COMENTARIO AL EVANGELIO – Domingo 6º de Pascua – A los que aman

Publicado el 04/30/2016

 

– EVANGELIO –

 

Dijo Jesús a sus discípulos: «El que me ama guardará mi palabra, y mi Padre lo amará, y vendremos a él y haremos morada en él. El que no me ama no guardará mis palabras. Y la palabra que estáis oyendo no es mía, sino del Padre que me envió. Os he hablado de esto ahora que estoy a vuestro lado, pero el Defensor, el Espíritu Santo, que enviará el Padre en mi nombre, será quien os lo enseñe todo y os vaya recordando todo lo que os he dicho. La paz os dejo, mi paz os doy: no os la doy como la da el mundo. Que no tiemble vuestro corazón ni se acobarde. Me habéis oído decir: “Me voy y vuelvo a vuestro lado”. Si me amarais, os alegraríais de que vaya al Padre, porque el Padre es más que yo. Os lo he dicho ahora, antes de que suceda, para que cuando suceda, sigáis creyendo. ». (Jn 14, 23-29)

 


 

 

COMENTARIO AL EVANGELIO – Domingo 6º de Pascua – A los que aman

 

Los impensables premios prometidos por el Salvador, antes de su partida a la eternidad, tienen como presupuesto el amarlo y guardar su palabra. Profundizar el conocimiento sobre esas promesas y las condiciones para que ellas se cumplan, es el objetivo de estas páginas.
• • • • •
→ Tareas del ejercicio
(A) Según el comentario al Evangelio, ¿qué presupuesto tienen los premios prometidos por el Salvador?
(B) Transcribe del comentario al Evangelio el tramo que va desde "Dijo Jesús a" hasta "(Jn 14, 23-29)".
(C) Continúa el comentario al Evangelio del sexto domingo de Pascua a partir de su última frase.
• • • • •
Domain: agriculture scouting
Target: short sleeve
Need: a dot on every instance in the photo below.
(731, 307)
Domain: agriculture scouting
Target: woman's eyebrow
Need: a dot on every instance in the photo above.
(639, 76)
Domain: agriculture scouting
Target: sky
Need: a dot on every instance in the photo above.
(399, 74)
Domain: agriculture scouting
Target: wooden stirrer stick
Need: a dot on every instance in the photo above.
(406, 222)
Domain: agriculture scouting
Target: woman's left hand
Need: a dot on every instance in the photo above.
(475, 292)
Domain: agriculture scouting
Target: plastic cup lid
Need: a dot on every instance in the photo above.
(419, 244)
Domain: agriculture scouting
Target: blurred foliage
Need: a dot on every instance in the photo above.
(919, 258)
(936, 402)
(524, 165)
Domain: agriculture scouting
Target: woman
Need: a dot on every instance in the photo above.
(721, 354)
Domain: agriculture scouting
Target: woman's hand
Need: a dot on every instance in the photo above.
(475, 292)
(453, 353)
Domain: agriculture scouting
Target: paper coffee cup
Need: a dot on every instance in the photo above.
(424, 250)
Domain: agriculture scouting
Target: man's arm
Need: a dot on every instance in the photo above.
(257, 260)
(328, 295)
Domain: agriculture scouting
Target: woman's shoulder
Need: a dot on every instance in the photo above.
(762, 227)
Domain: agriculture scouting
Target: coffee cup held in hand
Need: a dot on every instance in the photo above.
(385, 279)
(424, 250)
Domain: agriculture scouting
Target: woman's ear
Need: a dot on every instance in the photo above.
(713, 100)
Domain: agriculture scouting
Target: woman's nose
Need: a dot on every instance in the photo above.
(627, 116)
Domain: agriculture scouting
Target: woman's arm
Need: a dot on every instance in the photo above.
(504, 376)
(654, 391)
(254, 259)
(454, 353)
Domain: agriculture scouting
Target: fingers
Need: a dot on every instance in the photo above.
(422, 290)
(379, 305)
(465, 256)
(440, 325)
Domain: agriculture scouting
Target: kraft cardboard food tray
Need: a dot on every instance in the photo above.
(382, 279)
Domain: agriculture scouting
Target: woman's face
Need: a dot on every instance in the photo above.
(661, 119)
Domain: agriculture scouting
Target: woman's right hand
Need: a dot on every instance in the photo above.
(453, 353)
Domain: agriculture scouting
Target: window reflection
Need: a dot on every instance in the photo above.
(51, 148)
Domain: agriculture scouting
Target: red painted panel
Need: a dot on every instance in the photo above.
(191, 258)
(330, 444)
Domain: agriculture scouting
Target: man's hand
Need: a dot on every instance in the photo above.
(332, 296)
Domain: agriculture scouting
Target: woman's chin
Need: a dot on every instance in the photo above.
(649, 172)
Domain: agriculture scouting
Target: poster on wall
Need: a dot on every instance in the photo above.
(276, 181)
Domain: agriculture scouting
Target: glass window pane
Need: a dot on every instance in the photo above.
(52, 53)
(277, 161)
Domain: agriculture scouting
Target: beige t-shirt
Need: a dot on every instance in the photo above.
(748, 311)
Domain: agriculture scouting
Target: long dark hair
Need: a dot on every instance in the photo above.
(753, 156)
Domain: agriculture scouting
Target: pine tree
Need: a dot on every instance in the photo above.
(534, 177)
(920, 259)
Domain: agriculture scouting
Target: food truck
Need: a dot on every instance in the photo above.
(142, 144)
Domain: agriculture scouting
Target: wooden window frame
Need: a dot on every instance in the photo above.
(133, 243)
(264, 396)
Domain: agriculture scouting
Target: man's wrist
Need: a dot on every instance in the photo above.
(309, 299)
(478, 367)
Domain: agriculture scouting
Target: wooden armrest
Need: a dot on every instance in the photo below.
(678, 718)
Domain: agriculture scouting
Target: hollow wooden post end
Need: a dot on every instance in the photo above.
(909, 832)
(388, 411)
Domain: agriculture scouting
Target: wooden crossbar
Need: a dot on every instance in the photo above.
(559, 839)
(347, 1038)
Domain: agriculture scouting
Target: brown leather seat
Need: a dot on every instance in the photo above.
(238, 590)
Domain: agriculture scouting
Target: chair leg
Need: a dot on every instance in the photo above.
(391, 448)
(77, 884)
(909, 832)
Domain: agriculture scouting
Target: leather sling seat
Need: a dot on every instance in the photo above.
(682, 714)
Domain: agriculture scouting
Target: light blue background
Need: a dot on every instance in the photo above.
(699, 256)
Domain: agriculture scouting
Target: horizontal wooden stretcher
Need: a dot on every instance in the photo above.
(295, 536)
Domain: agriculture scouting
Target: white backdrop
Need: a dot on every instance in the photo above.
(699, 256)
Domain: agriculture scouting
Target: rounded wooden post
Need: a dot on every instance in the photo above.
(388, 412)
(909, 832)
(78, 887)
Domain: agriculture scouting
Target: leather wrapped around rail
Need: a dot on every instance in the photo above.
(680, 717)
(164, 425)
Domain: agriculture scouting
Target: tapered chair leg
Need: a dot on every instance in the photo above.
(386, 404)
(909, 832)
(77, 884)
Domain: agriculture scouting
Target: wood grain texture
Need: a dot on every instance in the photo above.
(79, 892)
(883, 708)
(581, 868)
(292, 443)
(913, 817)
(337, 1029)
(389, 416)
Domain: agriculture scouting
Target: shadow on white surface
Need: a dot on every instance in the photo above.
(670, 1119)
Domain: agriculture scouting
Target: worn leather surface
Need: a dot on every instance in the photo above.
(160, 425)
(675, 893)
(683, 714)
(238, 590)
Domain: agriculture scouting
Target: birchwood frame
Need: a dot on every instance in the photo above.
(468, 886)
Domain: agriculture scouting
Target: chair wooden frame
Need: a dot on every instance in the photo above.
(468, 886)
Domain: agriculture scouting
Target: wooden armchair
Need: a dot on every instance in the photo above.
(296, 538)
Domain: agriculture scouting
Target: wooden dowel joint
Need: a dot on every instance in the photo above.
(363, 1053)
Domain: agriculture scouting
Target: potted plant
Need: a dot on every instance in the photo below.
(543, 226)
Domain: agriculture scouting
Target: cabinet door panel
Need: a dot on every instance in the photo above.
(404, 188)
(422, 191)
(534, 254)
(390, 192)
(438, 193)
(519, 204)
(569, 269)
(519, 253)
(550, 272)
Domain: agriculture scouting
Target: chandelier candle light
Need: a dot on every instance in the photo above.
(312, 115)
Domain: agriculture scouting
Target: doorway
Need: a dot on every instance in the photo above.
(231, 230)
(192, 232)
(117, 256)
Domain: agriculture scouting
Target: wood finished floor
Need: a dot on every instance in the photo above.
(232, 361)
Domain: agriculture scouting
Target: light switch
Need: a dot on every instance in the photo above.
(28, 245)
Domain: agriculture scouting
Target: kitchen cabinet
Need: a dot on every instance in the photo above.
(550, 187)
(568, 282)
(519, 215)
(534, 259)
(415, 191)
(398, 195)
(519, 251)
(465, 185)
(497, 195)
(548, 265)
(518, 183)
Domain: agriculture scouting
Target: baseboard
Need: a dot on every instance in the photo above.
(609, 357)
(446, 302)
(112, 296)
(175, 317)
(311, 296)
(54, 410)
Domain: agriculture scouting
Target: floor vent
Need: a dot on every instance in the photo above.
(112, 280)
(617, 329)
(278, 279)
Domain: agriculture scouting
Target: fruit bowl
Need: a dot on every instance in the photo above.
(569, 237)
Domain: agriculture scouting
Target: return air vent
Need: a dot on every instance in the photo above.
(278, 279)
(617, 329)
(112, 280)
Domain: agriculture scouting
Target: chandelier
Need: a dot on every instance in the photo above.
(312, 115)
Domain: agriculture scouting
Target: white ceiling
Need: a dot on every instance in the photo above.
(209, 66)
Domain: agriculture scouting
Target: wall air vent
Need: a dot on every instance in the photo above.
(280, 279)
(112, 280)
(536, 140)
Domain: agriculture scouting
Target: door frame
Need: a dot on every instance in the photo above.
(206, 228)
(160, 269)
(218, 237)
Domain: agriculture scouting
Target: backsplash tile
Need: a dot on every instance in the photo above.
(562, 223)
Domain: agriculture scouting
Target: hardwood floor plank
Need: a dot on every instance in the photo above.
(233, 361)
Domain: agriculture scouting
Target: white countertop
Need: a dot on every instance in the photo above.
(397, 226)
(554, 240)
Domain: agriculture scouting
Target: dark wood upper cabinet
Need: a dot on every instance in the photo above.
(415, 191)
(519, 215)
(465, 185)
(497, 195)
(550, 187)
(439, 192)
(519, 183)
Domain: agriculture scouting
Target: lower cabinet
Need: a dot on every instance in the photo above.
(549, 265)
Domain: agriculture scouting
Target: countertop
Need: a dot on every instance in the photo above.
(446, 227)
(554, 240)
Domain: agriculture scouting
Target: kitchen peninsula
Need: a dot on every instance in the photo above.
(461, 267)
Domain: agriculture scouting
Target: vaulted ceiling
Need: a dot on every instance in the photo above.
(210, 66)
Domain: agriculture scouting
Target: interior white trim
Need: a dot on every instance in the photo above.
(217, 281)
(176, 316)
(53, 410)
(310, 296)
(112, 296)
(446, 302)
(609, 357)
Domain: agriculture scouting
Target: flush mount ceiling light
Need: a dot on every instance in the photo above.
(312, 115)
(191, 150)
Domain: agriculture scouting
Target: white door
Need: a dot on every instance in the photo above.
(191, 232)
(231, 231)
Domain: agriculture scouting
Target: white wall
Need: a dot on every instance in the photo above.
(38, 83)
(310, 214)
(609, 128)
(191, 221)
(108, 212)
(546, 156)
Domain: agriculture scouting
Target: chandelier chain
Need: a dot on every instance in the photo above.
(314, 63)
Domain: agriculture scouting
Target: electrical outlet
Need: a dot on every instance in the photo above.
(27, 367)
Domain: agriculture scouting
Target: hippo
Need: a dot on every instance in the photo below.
• • • • •
→ Respuestas esperadas
(A) Amarlo y guardar su palabra.

(B)
Dijo Jesús a sus discípulos: «El que me ama guardará mi palabra, y mi Padre lo amará, y vendremos a él y haremos morada en él. El que no me ama no guardará mis palabras. Y la palabra que estáis oyendo no es mía, sino del Padre que me envió. Os he hablado de esto ahora que estoy a vuestro lado, pero el Defensor, el Espíritu Santo, que enviará el Padre en mi nombre, será quien os lo enseñe todo y os vaya recordando todo lo que os he dicho. La paz os dejo, mi paz os doy: no os la doy como la da el mundo. Que no tiemble vuestro corazón ni se acobarde. Me habéis oído decir: “Me voy y vuelvo a vuestro lado”. Si me amarais, os alegraríais de que vaya al Padre, porque el Padre es más que yo. Os lo he dicho ahora, antes de que suceda, para que cuando suceda, sigáis creyendo. ». (Jn 14, 23-29)

(C)
I – Preparando la partida de este mundo

 

Celo y bienquerencia, antes de partir

 

“Partir c'est toujours mourir un peu!” Partir es siempre morir un poco, dicen los franceses. Así –a pesar de que vivimos en la era del avance total de las comunicaciones, en la cual las distancias casi no existen– la despedida de un ser querido siempre produce dolor en nuestro corazón. Mucho más se daba en aquellos tiempos del Imperio Romano, en los cuales los viajes eran lentos, no había telégrafo, teléfono ni internet. Súmase a esos datos el hecho de que el destino hacia el cual iba el Divino Maestro, no era otra ciudad o país, sino la eternidad.

 

Por eso mismo, Jesús se esmera en preparar de manera eximia a sus seguidores para las consecuencias resultantes de su ida definitiva al Padre.

 

Que no tiemble vuestro corazón …”, era el empeño celoso y lleno de bienquerencia por parte de Jesús hacia sus discípulos. Y … “ni se acobarde”. Él es cariñoso en extremo y quiere consolarlos cuanto le sea posible, haciéndoles comprender, “antes de que suceda”, las enormes ventajas oriundas de su partida de este mundo.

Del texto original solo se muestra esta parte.